Page extract:
--------------------------------------------------

Single by Sugar Ray

from the album 14:59
- B-side: "Even Though"
- Released: January 25, 1999
- Studio: Swing House; Sunset Sound; Ocean Way Recording; Studio 56 (Los Angeles);
- Genre: Alternative rock; flamenco pop;
- Length: 3:39
- Label: Atlantic; Lava;
- Songwriters: Sugar Ray; David Kahne; Richard Bean; Abel Zarate; Pablo Tellez;
- Producer: David Kahne

Sugar Ray singles chronology
| "RPM" (1997) | "Every Morning" (1999) | "Falls Apart" (1999) |

Music video
- "Every Morning" on YouTube

= Every Morning (Sugar Ray song) =

1999 single by Sugar Ray

"Every Morning" is a song by American rock band Sugar Ray, released as the lead single from their third studio album, 14:59 (1999). The track is an alternative rock and flamenco pop song that references Malo's "Suavecito" and Hugh Masekela's "Grazing in the Grass". Serviced to US radio in December 1998, "Every Morning" was physically released in Japan in January 1999 and in the United States that March, making it Sugar Ray's first commercially available single in the US.

"Every Morning" reached number one on both the US Billboard Modern Rock Tracks chart and the Canadian RPM 100 Hit Tracks chart, becoming Canada's second-most successful single of 1999. The song also reached number three on the Billboard Hot 100 and number 10 on the UK Singles Chart, becoming the band's highest-charting single on both rankings.

--------------------------------------------------

Directions:
a) In the "Every Morning" article, what position did the song reach on the UK Singles Chart?
b) Reproduce the "Every Morning" article from "Sugar Ray singles" up to and including "single in the US.".
c) Carry on the "Every Morning" article past its last sentence.

--------------------------------------------------

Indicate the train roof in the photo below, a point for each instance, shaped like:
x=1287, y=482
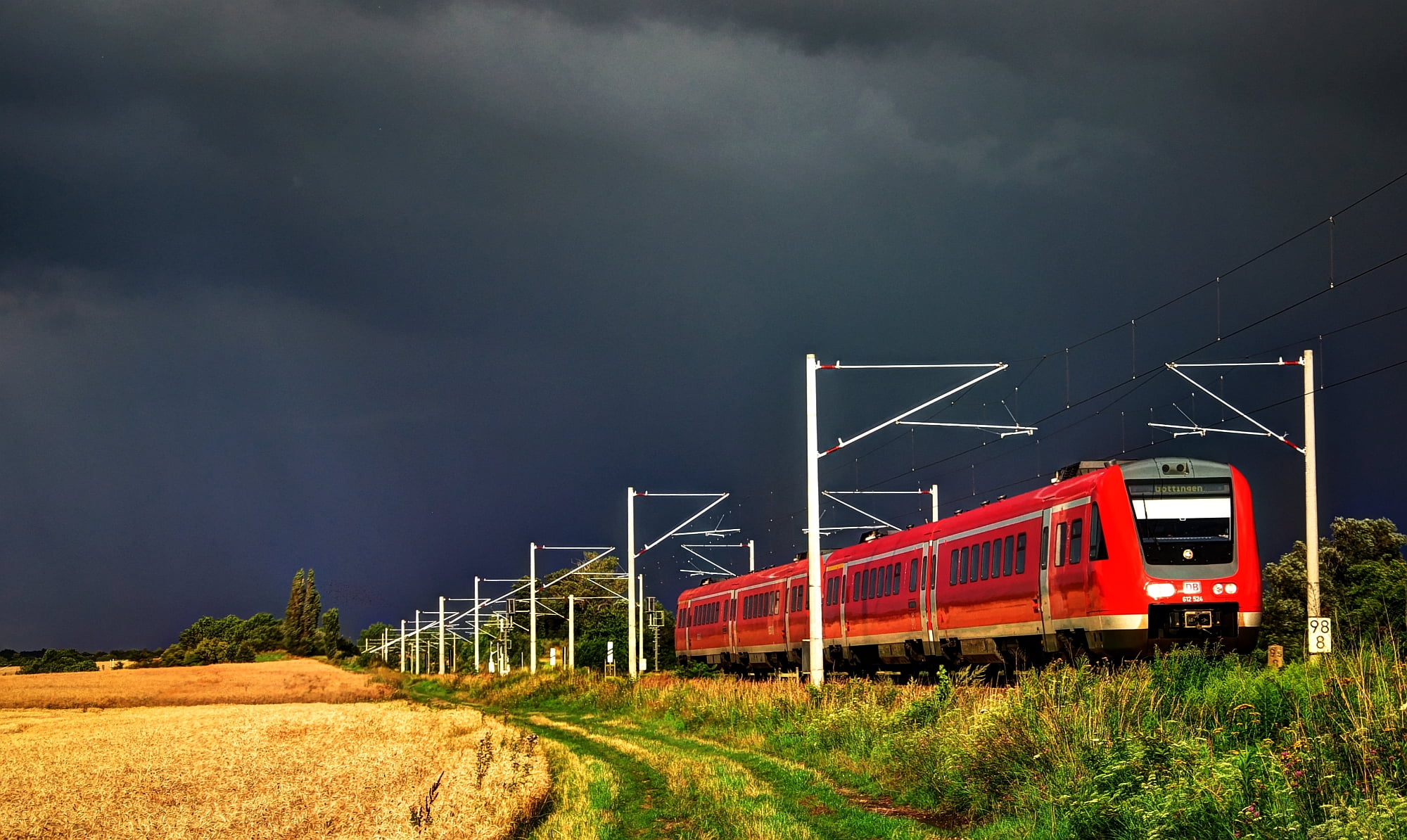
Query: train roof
x=1070, y=483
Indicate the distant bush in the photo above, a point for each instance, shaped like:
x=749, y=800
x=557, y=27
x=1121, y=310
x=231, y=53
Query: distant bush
x=61, y=662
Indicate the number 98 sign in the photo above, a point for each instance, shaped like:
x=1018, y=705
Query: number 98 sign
x=1322, y=638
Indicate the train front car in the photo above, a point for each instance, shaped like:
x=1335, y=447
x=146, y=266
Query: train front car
x=1183, y=559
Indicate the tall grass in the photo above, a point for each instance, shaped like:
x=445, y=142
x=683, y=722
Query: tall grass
x=1183, y=746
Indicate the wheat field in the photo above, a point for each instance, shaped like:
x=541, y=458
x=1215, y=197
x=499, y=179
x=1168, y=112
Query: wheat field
x=286, y=772
x=244, y=683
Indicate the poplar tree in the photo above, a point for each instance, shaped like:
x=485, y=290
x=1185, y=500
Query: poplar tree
x=293, y=617
x=333, y=634
x=312, y=613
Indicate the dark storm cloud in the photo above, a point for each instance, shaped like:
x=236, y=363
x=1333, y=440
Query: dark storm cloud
x=392, y=289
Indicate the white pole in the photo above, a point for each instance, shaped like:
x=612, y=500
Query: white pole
x=1312, y=602
x=533, y=609
x=815, y=628
x=630, y=580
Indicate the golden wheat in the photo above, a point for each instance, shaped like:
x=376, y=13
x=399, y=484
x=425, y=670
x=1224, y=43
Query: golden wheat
x=272, y=772
x=246, y=683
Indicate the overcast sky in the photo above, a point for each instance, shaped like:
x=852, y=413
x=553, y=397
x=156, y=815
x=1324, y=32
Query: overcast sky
x=392, y=291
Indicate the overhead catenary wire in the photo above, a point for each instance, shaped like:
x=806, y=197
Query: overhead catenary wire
x=1150, y=374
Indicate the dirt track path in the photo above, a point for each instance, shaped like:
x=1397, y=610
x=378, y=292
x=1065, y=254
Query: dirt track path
x=617, y=779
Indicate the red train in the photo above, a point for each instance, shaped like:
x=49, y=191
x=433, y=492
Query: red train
x=1112, y=559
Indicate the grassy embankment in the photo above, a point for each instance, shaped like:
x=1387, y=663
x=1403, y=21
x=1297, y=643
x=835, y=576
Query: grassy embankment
x=1184, y=746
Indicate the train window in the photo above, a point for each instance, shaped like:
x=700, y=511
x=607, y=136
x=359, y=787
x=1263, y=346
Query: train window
x=1098, y=551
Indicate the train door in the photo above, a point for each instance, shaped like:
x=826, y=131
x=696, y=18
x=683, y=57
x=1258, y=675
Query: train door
x=732, y=621
x=1046, y=548
x=846, y=573
x=925, y=593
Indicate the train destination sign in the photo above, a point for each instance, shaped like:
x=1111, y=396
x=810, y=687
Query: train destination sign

--------------------------------------------------

Answers to the tasks:
a) Number 10

b)
Sugar Ray singles chronology
| "RPM" (1997) | "Every Morning" (1999) | "Falls Apart" (1999) |

Music video
- "Every Morning" on YouTube

= Every Morning (Sugar Ray song) =

1999 single by Sugar Ray

"Every Morning" is a song by American rock band Sugar Ray, released as the lead single from their third studio album, 14:59 (1999). The track is an alternative rock and flamenco pop song that references Malo's "Suavecito" and Hugh Masekela's "Grazing in the Grass". Serviced to US radio in December 1998, "Every Morning" was physically released in Japan in January 1999 and in the United States that March, making it Sugar Ray's first commercially available single in the US.

c)
==Composition==
"Every Morning" is an alternative rock and flamenco pop song. It is written in common time with a key of A♭ major and proceeds at a moderate tempo, played mezzo-forte. The song has a chord progression of A♭–D♭–A♭–D♭–E♭5. The chorus of the song references "Suavecito" by the Chicano music group Malo, as well as Hugh Masekela's 1968 hit "Grazing in the Grass". Lead vocalist Mark McGrath explained, "We referenced 'Suavecito' because growing up in California, you know, that was just like the low rider anthem. Any car show or swap meet you'd ever go by, you'd always hear that [song] and that just stuck in your mind." He added, "We actually came up with that part, and it was very similar to Malo's part. We were sort of imitating it, and then we said, 'Let's just leave it, we're gonna change it later.' It really makes the song – we think – so we just left it."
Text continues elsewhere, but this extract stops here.